• Task details: Read the records that follow and state how many lines hold "trace", adding nothing else.

• Provided data:
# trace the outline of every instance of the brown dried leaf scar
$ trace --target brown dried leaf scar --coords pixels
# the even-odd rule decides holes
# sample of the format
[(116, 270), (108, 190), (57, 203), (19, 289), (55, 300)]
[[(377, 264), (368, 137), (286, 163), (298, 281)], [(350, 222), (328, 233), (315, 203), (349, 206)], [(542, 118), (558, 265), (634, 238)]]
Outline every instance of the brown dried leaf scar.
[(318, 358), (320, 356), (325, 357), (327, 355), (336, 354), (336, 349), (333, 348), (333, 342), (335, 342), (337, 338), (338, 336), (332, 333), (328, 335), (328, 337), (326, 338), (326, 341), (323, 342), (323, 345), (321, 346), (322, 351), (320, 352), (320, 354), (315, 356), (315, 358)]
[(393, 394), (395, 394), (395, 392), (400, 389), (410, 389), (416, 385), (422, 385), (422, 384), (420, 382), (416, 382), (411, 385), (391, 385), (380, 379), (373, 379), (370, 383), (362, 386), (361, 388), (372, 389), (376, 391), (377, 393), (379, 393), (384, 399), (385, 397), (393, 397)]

• Answer box: 2